• _Work to complete_
Turn the lines of the listing from the line with "LOOKUP clear blue sky | emit_box" up to and including the line with "[498,232,515,268]" into a numbered list, leaving out any blank lines.

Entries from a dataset
*-*-*
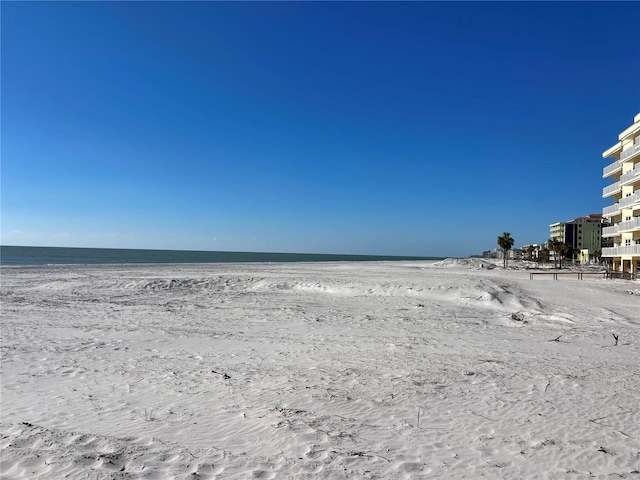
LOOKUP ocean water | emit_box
[0,245,442,266]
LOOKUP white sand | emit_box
[0,262,640,479]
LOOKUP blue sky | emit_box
[1,2,640,256]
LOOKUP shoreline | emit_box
[0,261,640,479]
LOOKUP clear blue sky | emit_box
[1,1,640,256]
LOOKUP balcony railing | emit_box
[620,164,640,186]
[602,245,640,257]
[602,160,622,178]
[615,217,640,232]
[602,203,620,217]
[602,182,622,198]
[618,191,640,209]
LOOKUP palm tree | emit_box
[498,232,515,269]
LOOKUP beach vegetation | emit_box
[498,232,515,268]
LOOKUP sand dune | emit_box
[0,261,640,479]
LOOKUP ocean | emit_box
[0,245,443,266]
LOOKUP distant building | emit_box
[522,243,544,260]
[602,113,640,275]
[549,213,608,263]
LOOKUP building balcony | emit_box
[602,245,640,257]
[620,163,640,187]
[602,203,620,217]
[620,137,640,162]
[602,160,622,178]
[618,190,640,209]
[602,182,622,198]
[615,217,640,232]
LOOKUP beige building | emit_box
[602,113,640,275]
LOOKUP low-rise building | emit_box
[549,213,608,263]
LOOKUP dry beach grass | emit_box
[0,261,640,479]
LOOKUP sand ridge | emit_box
[0,262,640,479]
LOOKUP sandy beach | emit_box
[0,260,640,480]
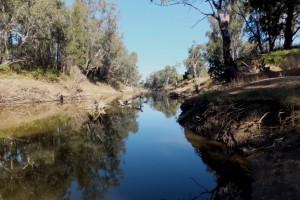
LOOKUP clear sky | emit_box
[66,0,209,78]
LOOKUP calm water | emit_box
*-*-*
• _Written solution_
1. LOOKUP clear blue sky | emit_box
2. [1,1,640,256]
3. LOOKUP balcony railing | emit_box
4. [620,164,640,186]
5. [602,245,640,257]
6. [602,160,622,178]
7. [615,217,640,232]
8. [602,203,620,217]
9. [602,182,622,198]
10. [618,191,640,209]
11. LOOKUP palm tree | emit_box
12. [498,232,515,269]
13. LOOKUP beach vegetation | emit_box
14. [498,232,515,268]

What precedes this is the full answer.